▶ _PROBLEM REQUIREMENTS_: Turn the rows below, from the first one through the line containing "ring_rule: even-odd", into a JSON list of strings with one string per line and blank lines left out.

** Start of AVAILABLE RECORDS **

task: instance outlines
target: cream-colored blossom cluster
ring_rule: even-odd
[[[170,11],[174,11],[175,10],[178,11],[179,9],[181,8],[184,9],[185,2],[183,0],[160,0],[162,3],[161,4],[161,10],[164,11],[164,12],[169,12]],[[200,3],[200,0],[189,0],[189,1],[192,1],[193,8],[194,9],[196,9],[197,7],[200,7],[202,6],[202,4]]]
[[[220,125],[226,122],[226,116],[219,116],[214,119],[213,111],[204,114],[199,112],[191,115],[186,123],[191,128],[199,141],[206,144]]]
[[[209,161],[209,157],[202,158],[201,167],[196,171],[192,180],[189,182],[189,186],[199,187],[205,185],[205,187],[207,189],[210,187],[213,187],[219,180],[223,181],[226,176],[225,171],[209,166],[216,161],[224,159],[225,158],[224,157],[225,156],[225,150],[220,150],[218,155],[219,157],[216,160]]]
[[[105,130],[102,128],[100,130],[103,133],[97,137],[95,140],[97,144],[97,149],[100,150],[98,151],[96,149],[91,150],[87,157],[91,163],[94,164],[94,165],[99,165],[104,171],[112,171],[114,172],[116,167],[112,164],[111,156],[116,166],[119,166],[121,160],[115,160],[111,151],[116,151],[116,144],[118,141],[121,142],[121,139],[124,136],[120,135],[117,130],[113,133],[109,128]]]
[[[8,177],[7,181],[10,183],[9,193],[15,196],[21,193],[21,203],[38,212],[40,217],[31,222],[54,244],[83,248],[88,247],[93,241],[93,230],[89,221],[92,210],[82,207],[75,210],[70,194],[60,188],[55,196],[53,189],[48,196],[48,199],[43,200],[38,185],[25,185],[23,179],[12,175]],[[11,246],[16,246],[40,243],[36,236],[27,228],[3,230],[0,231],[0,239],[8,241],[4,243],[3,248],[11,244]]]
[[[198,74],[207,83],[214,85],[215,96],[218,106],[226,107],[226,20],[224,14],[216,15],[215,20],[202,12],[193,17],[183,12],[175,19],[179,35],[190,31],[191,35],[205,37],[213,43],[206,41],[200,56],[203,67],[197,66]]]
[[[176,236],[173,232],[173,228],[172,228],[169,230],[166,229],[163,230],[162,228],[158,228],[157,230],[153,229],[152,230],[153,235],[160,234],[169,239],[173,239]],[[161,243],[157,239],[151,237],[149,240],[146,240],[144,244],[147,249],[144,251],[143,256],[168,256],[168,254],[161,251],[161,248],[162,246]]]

** End of AVAILABLE RECORDS **

▶ _TASK SOLUTION_:
[
  "task: instance outlines",
  "target: cream-colored blossom cluster",
  "ring_rule: even-odd"
]